**Instructions to follow**
Each line with the string "person" is to be copied from the records below.

(Spatial localization data)

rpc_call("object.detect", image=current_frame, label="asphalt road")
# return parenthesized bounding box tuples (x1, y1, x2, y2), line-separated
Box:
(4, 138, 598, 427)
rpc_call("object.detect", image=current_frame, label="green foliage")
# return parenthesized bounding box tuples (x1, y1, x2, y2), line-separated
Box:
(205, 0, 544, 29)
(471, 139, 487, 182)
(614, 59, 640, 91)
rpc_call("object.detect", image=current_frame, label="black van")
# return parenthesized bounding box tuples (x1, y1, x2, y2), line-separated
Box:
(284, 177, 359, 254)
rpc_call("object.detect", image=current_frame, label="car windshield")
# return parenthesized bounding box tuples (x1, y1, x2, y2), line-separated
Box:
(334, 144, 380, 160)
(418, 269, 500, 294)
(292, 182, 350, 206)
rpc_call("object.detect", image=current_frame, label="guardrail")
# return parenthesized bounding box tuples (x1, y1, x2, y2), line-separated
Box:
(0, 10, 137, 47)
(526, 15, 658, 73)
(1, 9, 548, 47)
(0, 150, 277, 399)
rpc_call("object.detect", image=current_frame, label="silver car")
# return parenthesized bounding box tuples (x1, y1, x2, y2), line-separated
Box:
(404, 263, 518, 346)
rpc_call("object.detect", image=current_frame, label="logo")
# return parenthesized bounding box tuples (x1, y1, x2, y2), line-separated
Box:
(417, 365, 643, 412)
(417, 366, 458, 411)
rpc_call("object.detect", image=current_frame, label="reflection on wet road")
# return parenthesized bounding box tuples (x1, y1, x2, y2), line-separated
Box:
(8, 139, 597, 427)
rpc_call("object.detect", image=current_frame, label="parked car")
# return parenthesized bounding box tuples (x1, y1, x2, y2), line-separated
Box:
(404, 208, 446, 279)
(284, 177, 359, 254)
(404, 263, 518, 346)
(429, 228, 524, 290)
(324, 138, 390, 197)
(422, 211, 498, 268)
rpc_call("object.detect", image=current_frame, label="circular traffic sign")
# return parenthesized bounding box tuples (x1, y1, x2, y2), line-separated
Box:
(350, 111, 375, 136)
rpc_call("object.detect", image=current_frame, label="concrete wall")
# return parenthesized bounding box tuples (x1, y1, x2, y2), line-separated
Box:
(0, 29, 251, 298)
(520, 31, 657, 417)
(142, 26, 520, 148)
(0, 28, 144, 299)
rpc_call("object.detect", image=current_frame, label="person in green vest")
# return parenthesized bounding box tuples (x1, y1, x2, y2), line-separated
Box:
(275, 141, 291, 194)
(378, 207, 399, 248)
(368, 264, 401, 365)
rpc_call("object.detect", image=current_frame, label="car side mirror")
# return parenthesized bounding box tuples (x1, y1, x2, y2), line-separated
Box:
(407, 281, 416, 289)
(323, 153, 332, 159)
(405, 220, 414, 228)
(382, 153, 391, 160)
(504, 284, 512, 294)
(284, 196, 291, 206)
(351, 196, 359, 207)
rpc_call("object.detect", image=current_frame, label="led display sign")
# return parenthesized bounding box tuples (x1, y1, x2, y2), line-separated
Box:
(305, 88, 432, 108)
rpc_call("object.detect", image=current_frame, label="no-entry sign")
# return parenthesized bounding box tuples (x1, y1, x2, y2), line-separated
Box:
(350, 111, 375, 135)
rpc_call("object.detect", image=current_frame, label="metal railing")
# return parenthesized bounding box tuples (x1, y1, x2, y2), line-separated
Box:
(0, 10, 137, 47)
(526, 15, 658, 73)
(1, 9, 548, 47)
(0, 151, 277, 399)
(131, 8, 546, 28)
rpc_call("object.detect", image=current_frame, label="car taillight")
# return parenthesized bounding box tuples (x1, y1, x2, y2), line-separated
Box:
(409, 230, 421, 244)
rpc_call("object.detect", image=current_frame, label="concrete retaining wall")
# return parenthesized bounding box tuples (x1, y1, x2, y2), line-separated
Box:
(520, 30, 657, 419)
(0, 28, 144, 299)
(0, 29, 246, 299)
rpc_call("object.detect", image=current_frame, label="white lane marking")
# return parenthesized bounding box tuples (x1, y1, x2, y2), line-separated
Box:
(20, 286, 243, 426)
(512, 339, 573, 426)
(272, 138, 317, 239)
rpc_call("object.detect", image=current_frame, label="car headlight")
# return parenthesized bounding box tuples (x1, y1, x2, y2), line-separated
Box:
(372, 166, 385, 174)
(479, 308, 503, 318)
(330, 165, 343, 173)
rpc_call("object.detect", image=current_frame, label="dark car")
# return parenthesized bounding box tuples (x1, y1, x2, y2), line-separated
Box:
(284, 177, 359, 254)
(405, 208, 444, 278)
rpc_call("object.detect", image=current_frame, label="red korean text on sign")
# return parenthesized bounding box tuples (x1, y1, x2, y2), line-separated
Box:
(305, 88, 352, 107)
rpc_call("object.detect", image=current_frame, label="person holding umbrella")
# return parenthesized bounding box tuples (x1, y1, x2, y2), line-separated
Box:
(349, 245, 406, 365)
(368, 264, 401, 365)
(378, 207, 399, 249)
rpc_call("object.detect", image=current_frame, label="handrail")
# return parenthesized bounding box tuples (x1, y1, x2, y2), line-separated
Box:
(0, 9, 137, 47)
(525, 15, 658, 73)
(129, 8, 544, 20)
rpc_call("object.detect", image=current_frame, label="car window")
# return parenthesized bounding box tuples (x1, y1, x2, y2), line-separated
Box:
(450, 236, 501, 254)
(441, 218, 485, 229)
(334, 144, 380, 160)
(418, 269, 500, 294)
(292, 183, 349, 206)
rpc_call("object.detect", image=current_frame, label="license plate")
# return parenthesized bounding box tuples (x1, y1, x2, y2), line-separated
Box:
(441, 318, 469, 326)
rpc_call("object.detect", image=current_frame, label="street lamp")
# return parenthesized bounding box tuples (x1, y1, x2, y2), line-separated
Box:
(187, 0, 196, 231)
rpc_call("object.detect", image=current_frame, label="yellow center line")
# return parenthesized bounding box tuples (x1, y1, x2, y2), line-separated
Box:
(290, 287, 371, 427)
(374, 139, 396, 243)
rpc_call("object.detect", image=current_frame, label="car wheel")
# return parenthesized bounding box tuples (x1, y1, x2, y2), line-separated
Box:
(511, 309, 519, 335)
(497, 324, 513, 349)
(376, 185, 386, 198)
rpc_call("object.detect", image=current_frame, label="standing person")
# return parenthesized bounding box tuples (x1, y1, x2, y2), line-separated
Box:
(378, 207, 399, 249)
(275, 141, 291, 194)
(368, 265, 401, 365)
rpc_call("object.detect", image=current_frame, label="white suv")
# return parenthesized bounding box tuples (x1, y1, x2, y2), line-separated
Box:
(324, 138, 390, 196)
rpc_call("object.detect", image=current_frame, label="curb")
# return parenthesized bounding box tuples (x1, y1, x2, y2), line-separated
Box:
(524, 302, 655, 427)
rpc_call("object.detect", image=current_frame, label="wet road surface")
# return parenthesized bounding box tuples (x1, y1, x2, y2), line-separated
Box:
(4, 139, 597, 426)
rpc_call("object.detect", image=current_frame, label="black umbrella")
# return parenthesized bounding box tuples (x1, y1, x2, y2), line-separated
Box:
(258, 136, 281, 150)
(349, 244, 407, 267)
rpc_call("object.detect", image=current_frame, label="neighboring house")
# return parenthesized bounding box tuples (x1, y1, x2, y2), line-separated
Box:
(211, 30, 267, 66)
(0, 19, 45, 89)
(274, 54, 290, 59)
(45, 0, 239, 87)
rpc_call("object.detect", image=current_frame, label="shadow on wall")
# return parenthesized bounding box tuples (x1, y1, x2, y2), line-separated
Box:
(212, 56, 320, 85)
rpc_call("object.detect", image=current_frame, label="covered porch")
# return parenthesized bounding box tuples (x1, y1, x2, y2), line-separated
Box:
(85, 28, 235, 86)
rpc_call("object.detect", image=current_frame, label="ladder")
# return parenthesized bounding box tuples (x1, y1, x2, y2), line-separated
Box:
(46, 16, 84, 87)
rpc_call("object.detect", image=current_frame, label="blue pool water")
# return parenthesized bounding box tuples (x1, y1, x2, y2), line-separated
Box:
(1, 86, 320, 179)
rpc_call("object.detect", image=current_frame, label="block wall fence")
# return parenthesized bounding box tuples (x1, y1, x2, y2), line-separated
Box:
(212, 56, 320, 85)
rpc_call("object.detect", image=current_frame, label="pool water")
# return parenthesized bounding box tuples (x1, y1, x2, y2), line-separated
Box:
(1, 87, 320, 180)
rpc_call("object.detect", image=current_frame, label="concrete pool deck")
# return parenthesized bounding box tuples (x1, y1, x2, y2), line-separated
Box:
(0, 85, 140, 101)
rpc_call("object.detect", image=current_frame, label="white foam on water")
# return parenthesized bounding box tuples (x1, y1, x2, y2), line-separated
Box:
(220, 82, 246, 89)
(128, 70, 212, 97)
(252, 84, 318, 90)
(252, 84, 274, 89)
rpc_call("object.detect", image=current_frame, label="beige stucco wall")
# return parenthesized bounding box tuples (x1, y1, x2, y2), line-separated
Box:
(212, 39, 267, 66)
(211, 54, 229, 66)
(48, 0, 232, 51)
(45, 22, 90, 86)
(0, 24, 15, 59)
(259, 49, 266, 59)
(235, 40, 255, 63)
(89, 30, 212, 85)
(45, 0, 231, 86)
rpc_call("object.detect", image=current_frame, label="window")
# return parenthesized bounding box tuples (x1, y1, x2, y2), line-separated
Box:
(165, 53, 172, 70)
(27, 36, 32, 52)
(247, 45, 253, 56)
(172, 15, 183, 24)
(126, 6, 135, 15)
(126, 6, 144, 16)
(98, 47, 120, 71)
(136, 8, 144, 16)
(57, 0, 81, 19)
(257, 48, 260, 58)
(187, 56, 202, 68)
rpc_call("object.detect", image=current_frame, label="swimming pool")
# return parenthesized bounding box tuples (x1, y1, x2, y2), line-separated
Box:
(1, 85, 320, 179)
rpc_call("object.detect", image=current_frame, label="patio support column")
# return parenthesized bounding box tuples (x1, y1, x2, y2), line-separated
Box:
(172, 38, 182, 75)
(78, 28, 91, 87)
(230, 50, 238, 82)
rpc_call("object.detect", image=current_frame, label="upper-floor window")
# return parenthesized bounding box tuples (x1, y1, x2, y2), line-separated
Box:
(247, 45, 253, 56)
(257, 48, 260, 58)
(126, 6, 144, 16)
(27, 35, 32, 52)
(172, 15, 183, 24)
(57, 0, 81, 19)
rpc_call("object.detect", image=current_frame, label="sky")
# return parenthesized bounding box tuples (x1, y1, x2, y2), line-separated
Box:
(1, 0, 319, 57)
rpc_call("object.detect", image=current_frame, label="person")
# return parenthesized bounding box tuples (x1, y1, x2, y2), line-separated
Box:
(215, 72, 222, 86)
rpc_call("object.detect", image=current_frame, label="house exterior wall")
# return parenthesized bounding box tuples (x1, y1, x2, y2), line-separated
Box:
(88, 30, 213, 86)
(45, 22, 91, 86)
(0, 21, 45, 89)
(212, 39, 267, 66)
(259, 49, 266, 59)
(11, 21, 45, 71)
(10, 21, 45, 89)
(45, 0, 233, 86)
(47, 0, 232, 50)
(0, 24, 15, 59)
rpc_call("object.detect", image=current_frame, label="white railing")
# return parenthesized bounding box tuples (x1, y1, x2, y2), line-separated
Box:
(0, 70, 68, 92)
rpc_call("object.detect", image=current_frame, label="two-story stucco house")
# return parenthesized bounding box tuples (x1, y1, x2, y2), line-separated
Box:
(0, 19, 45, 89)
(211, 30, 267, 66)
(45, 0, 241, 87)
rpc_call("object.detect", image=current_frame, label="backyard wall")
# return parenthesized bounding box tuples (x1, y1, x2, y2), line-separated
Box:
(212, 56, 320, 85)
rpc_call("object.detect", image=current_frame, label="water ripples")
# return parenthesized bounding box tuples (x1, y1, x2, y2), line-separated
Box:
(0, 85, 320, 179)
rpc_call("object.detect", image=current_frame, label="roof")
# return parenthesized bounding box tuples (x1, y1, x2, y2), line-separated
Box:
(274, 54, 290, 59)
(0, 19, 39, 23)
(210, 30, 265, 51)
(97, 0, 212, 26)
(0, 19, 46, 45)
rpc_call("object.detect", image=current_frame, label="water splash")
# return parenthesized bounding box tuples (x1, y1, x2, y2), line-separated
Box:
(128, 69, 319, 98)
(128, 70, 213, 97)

**Your solution**
rpc_call("object.detect", image=current_frame, label="person in green vest")
rpc_call("object.detect", image=current_frame, label="person holding umbrella")
rpc_call("object.detect", image=current_frame, label="standing person")
rpc_call("object.detect", image=current_frame, label="person")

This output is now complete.